The problem: Show each line of the listing below that contains the string "item", copied in full and unchanged.
** Start of Data shown **
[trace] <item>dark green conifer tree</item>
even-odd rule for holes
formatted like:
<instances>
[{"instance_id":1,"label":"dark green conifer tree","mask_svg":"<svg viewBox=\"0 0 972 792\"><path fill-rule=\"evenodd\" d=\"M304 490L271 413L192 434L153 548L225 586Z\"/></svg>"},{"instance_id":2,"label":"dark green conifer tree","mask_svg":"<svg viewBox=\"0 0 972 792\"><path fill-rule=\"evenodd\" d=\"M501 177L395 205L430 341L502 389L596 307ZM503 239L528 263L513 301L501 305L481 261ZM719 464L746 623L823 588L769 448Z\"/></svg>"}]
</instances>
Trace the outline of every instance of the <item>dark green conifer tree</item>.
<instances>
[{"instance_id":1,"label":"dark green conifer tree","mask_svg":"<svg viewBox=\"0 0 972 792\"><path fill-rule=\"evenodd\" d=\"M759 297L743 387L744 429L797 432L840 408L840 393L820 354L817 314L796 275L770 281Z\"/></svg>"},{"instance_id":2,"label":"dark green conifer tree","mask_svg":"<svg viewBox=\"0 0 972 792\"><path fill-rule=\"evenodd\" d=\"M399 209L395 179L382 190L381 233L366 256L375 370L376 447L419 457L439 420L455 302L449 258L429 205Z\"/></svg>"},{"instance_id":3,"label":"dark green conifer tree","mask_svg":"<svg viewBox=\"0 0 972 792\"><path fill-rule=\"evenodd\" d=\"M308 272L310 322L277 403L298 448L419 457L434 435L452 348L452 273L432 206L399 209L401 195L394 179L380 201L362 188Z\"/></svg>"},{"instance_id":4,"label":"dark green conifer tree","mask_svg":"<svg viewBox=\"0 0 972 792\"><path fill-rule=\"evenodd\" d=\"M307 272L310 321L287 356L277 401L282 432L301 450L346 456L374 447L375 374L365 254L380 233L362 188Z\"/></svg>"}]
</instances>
** End of Data shown **
Response to the exercise:
[trace] <item>dark green conifer tree</item>
Trace the outline of every instance of the <item>dark green conifer tree</item>.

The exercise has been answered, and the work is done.